Text shown:
______

Summary
- The current storage costs are seriously underestimated.
- The existing IO benches are not good to update the parameters.
- We wrote new benchmarks.
- We got some results.
Blocks with overtimes
- 270 kGU: estimated time to apply <= 270 ms.
- 800 ms to apply in one machine.
- 3s in another.
- 6s in yet another.
Some costs should be underestimated,
likely the storage
costs.
Gas composition of block 4043830
Total: 270739726 milli GU
Carbonated_map | 76800 |
Apply | 20060733 |
Typecheck | 3448908 |
Storage | 235456090 |
Blake2B | 276484 |
Script_interpreter | 929352 |
Cache | 272064 |
Script_decode | 7820340 |
Ticket | 222336 |
Script_ir_unparser | 2176619 |
87% of the gas is consumed by storage_functor.ml
Analysis of the gas-vs-time
Block 4043830:
- Gas estimation: 270,739,726 milli gas
- Esimated gas for storage: 87% of the above
- Gas for 6 seconds: 6,000,000,000 milli gas
If we would explain the diff only by the storage cost underestimation, it would have to be at least x25 of the current estimation.
Issues of the existing IO benches
- The effect of the OS disk cache is ignored.
- Test data are too small (≒ 2GB). All data can be cached.
- Inappropriate model for writing.
- Slow to execute (>= 12h)
3 levels of caches
- Irmin cache
-
Partially loaded Merkle tree on memory.
Purge by closingindex
or callingflush
. - OS disk cache
-
Linux uses its available memory for disk cache.
Purging requires the root priviledge. - Hardware cache
-
Disks also have small memory cache inside.
vvv We ignore them since they are relatively small.
The benches ignore the effect of the OS disk cache.
Too small context data
By default, benchmarks generate contexts of 2GB size.
It can be cached even in 8GB machines.
Benches do almost no disk access at reads,
since
the entire context can be cached.
Inappropriate write model
The current write model ignores the path length
(= the levels of
directories).
Writing cost must highly depend on the path length.
- The most of the storage costs: the random disk accesses.
- # of random disk accesses ∝ Depth of the Merkle tree node
- Depth of the Merkle tree node ∝ Path length
- Writing requires to access to the directory of the destination.
Its cost must be proportional to its path length. - Disk cache may help reducing the random disk accesses.
New model for reading/writing
cost(path_length, nbytes) =
coeff_path_length * path_length
+ coeff_nbytes * nbytes
+ intercept
where
path_length
of/hello
is0
path_length
of/contracts/index
is1
Slow to execute
Needs >= 12h.

______

Objective A:
Duplicate the passage of the storage cost text that begins at the words "- We got some" and ends after the words "in yet another.".
The records come from a separate source and have nothing to do with the storage cost text.

______

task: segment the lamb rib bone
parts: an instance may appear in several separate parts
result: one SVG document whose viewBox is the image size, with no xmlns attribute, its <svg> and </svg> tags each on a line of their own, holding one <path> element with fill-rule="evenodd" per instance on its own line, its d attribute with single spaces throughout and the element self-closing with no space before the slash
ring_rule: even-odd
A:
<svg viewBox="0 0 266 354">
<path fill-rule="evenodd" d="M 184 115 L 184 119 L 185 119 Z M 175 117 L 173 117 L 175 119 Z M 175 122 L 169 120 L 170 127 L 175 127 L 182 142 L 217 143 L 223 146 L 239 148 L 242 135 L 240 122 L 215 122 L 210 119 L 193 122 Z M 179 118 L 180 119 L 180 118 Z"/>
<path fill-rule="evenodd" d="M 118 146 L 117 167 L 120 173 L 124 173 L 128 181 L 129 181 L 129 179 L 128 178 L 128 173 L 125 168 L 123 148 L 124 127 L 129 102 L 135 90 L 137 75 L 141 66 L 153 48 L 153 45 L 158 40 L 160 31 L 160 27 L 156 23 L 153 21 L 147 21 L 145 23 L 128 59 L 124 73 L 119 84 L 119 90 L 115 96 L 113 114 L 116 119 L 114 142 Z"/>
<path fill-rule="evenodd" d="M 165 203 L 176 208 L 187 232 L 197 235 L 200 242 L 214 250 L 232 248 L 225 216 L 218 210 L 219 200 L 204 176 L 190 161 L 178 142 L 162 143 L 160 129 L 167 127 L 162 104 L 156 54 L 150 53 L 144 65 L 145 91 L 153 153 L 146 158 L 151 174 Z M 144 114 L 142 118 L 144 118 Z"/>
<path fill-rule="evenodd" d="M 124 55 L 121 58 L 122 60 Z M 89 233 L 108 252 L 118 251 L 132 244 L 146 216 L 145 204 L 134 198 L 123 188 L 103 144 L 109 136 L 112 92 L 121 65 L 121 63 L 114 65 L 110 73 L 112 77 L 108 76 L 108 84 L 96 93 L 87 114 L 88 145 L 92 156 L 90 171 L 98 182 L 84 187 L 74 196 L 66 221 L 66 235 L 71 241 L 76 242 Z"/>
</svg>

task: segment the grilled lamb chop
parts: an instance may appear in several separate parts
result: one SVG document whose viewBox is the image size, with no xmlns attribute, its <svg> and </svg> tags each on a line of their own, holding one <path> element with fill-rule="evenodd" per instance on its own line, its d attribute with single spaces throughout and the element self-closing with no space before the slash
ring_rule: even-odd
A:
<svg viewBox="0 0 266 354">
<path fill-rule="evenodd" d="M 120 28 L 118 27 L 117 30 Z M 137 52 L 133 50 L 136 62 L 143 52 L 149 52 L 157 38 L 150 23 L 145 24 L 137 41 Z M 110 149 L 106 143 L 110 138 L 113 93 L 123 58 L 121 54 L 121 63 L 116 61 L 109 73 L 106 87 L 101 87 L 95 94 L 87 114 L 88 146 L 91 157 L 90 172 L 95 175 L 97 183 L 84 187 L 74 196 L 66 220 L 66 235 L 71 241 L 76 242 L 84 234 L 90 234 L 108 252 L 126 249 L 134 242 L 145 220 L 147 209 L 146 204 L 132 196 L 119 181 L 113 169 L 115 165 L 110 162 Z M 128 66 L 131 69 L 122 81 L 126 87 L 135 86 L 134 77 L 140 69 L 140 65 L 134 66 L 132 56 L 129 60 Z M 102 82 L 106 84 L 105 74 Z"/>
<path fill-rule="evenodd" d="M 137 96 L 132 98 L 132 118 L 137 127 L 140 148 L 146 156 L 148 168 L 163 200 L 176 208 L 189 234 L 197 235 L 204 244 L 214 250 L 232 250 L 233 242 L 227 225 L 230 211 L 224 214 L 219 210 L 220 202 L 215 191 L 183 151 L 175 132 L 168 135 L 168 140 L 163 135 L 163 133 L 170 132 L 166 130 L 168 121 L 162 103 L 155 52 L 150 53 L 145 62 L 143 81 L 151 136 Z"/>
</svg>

______

Objective B:
Format the records from their start through the line that contains "165 203 L 176" as a Markdown table with the columns Line and Text. Number each row and leave out blank lines.

Expected answer A:
- We got some results.
Blocks with overtimes
- 270 kGU: estimated time to apply <= 270 ms.
- 800 ms to apply in one machine.
- 3s in another.
- 6s in yet another.

Expected answer B:
| Line | Text |
|---|---|
| 1 | task: segment the lamb rib bone |
| 2 | parts: an instance may appear in several separate parts |
| 3 | result: one SVG document whose viewBox is the image size, with no xmlns attribute, its <svg> and </svg> tags each on a line of their own, holding one <path> element with fill-rule="evenodd" per instance on its own line, its d attribute with single spaces throughout and the element self-closing with no space before the slash |
| 4 | ring_rule: even-odd |
| 5 | A: |
| 6 | <svg viewBox="0 0 266 354"> |
| 7 | <path fill-rule="evenodd" d="M 184 115 L 184 119 L 185 119 Z M 175 117 L 173 117 L 175 119 Z M 175 122 L 169 120 L 170 127 L 175 127 L 182 142 L 217 143 L 223 146 L 239 148 L 242 135 L 240 122 L 215 122 L 210 119 L 193 122 Z M 179 118 L 180 119 L 180 118 Z"/> |
| 8 | <path fill-rule="evenodd" d="M 118 146 L 117 167 L 120 173 L 124 173 L 128 181 L 129 181 L 129 179 L 128 178 L 128 173 L 125 168 L 123 148 L 124 127 L 129 102 L 135 90 L 137 75 L 141 66 L 153 48 L 153 45 L 158 40 L 160 31 L 160 27 L 156 23 L 153 21 L 147 21 L 145 23 L 128 59 L 124 73 L 119 84 L 119 90 L 115 96 L 113 114 L 116 119 L 114 142 Z"/> |
| 9 | <path fill-rule="evenodd" d="M 165 203 L 176 208 L 187 232 L 197 235 L 200 242 L 214 250 L 232 248 L 225 216 L 218 210 L 219 200 L 204 176 L 190 161 L 178 142 L 162 143 L 160 129 L 167 127 L 162 104 L 156 54 L 150 53 L 144 65 L 145 91 L 153 153 L 146 158 L 151 174 Z M 144 114 L 142 118 L 144 118 Z"/> |